[Stored data entries]
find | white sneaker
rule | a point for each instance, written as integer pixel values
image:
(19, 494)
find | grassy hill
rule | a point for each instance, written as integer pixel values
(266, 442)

- [Work task]: Your job is to give the data above again exactly, in full.

- [Solution for this problem]:
find | white sneaker
rule | a point for each instance, written as integer pixel values
image:
(19, 494)
find | grassy hill
rule | a point for each instance, written as integer pixel values
(266, 442)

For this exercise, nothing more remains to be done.